■ Record excerpts ■

________________________________________

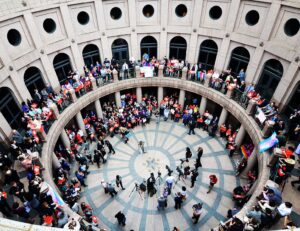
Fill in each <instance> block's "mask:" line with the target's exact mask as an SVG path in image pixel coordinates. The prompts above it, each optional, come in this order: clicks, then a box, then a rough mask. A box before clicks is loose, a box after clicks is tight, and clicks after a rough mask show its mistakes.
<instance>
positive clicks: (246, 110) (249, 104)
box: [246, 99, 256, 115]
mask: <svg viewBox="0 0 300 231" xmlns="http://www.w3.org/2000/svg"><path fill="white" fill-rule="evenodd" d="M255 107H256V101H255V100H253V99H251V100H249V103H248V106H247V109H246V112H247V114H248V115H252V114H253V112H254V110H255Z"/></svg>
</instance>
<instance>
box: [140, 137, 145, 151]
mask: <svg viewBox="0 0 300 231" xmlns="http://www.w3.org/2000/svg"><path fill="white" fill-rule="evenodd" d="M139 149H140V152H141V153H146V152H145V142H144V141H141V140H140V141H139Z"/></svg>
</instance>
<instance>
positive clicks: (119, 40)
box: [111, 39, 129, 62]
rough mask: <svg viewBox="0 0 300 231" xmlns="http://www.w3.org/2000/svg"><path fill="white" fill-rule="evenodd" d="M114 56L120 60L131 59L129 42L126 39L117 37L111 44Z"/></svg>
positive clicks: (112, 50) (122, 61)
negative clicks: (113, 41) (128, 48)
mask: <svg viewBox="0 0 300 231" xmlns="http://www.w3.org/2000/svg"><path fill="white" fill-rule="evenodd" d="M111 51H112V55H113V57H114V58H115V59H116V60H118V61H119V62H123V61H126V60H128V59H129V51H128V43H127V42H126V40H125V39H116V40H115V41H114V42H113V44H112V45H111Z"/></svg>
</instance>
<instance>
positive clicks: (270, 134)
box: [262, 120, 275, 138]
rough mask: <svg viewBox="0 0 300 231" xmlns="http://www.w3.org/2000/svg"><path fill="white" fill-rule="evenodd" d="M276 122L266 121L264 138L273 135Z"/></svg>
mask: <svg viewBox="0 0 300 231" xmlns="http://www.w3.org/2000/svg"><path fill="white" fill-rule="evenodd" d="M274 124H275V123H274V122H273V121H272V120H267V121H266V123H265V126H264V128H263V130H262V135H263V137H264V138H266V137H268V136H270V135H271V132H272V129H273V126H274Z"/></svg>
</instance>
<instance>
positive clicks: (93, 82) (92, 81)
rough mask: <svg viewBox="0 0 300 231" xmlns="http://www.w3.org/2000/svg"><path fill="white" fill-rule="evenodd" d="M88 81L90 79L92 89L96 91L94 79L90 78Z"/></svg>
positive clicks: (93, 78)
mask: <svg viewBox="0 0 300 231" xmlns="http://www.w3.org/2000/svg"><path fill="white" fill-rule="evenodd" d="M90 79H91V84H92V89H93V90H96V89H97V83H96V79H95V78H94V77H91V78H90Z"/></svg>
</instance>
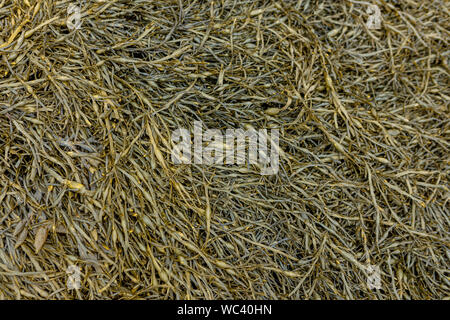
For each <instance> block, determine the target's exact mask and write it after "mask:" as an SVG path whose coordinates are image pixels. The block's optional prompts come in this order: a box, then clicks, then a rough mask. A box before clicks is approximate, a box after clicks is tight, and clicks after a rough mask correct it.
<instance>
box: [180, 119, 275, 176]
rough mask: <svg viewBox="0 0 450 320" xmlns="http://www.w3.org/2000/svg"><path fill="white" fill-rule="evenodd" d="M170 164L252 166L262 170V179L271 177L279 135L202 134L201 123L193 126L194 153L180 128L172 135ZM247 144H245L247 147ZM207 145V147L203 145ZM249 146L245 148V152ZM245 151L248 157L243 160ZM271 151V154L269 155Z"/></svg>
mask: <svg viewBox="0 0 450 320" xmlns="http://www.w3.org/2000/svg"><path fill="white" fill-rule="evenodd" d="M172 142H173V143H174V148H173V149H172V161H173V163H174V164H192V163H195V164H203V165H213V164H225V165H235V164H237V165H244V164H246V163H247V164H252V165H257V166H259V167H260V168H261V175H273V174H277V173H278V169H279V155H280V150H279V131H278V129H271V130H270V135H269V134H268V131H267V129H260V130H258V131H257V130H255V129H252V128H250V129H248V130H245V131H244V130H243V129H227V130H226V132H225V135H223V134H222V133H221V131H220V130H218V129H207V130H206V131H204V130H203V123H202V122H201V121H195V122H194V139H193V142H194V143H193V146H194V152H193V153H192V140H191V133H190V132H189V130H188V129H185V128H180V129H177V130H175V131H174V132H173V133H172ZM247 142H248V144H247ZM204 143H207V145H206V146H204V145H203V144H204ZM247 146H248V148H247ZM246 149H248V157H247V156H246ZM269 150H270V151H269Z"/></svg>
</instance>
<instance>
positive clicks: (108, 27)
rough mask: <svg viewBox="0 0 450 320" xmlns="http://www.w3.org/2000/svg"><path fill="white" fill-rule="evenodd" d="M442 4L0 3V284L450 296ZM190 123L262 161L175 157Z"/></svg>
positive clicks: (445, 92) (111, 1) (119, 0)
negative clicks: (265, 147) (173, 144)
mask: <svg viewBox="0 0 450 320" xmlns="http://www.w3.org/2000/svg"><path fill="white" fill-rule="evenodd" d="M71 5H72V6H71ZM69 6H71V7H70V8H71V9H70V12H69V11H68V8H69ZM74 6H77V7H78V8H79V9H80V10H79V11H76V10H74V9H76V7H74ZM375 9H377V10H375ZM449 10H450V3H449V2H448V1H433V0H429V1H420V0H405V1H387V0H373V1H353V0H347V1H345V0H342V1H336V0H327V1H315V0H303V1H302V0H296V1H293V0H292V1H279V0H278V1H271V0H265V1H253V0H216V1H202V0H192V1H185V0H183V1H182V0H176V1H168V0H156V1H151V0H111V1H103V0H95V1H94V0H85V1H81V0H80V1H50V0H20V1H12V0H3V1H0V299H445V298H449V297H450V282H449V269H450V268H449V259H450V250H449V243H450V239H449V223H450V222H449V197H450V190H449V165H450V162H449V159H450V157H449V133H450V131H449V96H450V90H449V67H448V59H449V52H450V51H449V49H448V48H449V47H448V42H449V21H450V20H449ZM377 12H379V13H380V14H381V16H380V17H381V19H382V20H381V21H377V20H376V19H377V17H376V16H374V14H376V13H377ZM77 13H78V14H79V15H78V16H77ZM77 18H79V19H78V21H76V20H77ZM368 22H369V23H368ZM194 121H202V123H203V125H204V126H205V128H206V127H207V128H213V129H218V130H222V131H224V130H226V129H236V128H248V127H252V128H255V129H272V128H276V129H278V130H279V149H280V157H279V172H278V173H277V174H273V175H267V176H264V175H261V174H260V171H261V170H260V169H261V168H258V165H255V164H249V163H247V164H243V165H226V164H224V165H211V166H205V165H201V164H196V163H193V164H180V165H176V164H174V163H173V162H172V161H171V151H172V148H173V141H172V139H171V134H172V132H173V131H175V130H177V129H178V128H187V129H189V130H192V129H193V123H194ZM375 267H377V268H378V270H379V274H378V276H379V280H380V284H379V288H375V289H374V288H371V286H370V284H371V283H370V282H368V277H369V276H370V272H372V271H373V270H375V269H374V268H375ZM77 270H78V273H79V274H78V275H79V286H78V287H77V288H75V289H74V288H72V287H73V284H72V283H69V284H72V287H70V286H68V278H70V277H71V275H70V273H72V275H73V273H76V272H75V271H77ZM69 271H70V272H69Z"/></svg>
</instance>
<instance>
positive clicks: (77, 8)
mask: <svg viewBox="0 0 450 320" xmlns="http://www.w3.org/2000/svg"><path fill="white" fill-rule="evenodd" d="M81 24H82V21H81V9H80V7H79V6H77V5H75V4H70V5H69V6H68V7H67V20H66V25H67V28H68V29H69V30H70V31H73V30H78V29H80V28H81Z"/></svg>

________________________________________

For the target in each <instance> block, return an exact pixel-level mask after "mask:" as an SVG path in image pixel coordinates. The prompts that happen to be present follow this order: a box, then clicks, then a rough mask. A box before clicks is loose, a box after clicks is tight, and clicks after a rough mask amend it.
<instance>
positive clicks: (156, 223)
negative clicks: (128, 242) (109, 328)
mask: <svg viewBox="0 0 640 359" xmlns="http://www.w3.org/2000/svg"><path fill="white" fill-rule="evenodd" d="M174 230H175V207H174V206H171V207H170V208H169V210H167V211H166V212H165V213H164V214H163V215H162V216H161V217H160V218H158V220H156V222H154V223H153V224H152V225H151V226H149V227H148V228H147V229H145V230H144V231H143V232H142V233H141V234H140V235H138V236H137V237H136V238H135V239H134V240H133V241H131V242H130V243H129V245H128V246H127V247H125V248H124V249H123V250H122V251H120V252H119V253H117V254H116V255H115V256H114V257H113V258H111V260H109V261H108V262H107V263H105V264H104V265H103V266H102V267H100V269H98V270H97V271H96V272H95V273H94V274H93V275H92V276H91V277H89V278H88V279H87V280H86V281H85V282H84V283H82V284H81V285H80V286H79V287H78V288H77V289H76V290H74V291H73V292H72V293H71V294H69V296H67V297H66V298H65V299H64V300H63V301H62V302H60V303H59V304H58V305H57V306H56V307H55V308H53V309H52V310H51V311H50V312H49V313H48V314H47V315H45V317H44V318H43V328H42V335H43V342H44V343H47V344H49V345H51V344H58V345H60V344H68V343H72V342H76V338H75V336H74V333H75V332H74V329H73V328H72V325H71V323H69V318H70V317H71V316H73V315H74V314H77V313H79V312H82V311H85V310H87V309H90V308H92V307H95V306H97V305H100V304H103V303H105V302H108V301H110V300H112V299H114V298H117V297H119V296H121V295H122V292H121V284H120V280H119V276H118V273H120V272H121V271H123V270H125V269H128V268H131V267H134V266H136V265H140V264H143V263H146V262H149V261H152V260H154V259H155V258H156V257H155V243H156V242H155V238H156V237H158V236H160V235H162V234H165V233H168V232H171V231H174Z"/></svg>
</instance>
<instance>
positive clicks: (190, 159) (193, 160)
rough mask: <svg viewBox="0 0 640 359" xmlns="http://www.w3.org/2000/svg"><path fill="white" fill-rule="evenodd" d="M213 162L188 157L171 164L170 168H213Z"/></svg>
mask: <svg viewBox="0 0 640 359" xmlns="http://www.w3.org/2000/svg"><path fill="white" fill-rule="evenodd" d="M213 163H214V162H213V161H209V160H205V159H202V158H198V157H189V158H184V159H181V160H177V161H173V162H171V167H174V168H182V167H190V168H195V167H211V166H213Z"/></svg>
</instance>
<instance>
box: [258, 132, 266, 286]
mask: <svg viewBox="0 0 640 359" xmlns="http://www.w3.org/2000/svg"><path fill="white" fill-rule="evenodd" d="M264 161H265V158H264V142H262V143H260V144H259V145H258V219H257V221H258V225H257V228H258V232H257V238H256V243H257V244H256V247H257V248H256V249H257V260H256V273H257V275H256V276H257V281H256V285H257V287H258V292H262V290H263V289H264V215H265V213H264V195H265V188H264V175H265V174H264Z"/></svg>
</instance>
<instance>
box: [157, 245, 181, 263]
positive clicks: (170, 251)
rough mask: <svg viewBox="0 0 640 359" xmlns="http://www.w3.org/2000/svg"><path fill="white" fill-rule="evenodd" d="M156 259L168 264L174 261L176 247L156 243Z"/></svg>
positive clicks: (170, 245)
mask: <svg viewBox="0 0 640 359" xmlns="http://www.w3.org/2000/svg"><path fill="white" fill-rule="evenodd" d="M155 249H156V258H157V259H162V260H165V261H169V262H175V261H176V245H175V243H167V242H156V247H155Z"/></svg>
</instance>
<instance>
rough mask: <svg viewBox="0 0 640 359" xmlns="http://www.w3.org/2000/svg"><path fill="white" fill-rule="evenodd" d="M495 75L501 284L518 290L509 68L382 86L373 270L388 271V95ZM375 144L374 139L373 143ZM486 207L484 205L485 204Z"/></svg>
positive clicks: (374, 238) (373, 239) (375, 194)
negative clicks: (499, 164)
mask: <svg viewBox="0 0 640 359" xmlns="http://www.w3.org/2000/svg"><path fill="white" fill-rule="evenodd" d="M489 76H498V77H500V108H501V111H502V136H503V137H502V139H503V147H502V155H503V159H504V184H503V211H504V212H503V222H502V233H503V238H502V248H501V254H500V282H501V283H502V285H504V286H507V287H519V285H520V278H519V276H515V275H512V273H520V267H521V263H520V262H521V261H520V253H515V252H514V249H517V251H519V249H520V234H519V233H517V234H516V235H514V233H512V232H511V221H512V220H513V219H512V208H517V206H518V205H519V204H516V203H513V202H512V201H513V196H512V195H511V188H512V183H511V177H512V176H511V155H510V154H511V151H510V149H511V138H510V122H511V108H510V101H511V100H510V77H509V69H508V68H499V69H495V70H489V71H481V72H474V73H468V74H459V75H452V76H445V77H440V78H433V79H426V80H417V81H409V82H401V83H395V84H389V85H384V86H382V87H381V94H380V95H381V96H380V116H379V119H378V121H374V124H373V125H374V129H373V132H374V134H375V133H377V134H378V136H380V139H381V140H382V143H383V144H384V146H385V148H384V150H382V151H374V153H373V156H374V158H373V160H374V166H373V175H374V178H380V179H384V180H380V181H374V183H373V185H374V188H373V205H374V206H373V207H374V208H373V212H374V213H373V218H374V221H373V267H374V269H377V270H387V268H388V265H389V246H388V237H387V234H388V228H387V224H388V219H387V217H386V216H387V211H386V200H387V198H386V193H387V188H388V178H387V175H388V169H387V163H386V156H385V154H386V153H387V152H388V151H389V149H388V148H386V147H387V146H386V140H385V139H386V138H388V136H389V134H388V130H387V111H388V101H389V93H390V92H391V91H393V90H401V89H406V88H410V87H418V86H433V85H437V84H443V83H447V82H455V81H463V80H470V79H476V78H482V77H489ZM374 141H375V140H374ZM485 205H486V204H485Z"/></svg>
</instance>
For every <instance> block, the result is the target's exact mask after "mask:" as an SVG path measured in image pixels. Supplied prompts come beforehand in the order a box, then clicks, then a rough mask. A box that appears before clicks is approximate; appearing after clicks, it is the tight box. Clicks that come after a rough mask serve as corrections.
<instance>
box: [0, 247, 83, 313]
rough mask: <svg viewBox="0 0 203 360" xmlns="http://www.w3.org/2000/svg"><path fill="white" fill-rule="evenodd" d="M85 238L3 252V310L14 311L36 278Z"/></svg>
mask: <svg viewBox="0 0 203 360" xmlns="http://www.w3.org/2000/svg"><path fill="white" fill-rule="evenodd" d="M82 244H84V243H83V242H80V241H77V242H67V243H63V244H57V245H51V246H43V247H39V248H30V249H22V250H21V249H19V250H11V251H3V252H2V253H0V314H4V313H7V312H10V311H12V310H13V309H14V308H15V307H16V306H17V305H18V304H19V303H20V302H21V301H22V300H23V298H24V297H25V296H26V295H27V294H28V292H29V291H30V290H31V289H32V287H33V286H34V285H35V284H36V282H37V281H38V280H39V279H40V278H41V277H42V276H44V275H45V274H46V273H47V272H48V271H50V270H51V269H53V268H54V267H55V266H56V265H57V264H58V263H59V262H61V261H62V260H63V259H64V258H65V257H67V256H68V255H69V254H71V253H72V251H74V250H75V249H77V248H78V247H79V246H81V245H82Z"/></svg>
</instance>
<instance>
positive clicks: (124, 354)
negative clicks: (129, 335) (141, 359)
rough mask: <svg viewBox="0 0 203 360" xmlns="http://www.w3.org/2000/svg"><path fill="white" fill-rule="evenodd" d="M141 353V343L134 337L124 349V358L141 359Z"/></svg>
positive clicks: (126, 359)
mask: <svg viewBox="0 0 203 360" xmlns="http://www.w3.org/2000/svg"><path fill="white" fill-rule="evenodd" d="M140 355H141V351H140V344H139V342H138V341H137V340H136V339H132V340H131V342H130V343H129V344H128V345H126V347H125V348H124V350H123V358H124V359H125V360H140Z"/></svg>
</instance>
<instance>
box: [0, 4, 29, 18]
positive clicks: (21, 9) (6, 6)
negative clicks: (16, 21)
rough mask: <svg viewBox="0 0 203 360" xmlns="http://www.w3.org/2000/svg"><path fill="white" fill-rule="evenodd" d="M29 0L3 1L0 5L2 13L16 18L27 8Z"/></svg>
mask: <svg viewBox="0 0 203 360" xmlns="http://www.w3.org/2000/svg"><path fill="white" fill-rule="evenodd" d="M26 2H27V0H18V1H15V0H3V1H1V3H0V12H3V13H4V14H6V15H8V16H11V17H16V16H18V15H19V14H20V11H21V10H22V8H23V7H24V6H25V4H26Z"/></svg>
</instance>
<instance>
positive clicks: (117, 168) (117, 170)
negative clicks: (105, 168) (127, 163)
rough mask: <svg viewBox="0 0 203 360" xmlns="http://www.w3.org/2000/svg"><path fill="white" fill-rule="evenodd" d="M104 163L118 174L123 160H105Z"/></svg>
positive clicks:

________________________________________

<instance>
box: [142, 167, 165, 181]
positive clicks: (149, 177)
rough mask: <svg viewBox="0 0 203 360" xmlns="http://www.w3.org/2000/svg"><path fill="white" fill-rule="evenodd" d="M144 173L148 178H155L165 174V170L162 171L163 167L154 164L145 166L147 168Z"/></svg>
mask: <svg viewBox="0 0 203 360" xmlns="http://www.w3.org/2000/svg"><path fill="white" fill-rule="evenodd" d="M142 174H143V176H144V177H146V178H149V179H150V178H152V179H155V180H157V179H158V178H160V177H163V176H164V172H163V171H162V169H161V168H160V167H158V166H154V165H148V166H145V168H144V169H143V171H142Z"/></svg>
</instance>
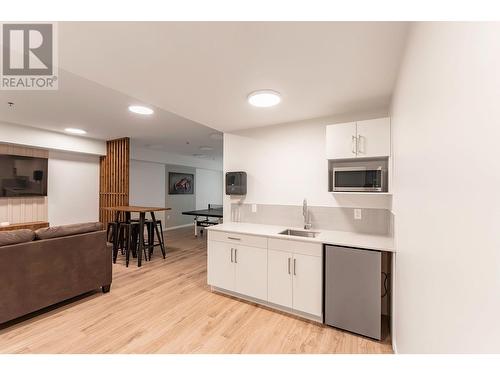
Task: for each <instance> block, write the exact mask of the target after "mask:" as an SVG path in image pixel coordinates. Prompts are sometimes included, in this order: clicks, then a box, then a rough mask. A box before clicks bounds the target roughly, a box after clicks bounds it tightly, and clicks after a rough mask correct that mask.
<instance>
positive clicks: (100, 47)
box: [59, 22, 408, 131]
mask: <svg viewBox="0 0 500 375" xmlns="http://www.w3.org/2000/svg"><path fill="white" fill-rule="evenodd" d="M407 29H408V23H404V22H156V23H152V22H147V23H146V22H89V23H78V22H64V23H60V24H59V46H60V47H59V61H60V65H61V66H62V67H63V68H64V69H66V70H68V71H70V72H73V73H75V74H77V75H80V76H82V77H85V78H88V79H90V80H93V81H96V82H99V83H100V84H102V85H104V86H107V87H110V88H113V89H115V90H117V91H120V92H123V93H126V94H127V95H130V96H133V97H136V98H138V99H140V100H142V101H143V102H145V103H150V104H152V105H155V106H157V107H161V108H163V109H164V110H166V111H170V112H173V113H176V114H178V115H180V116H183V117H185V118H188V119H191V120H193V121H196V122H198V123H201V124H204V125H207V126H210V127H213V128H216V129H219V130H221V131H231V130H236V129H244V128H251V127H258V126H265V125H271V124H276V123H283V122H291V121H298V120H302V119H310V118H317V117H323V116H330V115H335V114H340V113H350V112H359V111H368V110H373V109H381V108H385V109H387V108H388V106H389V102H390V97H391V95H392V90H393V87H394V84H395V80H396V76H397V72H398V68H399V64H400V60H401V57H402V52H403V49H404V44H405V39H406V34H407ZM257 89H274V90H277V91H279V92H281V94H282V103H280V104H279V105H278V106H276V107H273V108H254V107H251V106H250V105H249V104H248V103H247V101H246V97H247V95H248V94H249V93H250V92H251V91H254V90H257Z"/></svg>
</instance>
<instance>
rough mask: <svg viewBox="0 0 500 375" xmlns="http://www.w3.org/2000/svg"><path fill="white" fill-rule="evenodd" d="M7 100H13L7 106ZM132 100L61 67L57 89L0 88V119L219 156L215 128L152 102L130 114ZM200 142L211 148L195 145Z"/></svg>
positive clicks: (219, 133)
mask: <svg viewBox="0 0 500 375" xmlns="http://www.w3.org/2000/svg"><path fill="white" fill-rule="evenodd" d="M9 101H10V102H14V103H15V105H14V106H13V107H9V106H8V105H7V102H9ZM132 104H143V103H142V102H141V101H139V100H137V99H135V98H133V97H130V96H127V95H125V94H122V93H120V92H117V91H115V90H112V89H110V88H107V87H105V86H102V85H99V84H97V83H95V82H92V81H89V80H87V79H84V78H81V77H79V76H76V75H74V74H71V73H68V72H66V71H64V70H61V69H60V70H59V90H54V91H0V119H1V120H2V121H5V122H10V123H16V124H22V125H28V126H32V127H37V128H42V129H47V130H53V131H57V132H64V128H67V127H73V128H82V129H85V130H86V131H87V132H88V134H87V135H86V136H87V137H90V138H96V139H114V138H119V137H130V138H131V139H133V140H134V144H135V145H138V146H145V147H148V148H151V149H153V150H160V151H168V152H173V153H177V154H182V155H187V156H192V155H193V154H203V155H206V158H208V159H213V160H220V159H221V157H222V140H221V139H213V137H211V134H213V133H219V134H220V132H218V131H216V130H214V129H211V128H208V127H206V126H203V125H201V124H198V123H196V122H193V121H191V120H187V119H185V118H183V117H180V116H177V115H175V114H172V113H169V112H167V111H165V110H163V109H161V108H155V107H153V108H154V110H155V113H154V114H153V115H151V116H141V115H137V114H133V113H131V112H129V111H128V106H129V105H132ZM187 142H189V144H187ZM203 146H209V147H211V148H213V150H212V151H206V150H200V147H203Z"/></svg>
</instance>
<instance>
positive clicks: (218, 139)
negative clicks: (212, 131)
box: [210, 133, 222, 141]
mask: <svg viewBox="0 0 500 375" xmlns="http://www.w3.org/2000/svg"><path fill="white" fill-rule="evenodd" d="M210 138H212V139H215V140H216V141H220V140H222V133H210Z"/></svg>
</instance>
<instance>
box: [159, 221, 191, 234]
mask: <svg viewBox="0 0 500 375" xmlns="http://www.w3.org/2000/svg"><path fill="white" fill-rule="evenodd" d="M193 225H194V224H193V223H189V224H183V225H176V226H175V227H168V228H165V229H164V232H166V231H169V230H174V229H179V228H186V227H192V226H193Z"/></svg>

________________________________________

■ Work order ■
Please identify each line in the records above that contains the string "negative", and copy every such line in full.

■ Result ■
negative clicks: (113, 41) (128, 48)
negative clicks: (265, 147) (173, 144)
negative clicks: (128, 242) (109, 328)
negative clicks: (499, 164)
negative clicks: (129, 335) (141, 359)
negative clicks: (16, 21)
negative clicks: (105, 168) (127, 163)
negative clicks: (212, 131)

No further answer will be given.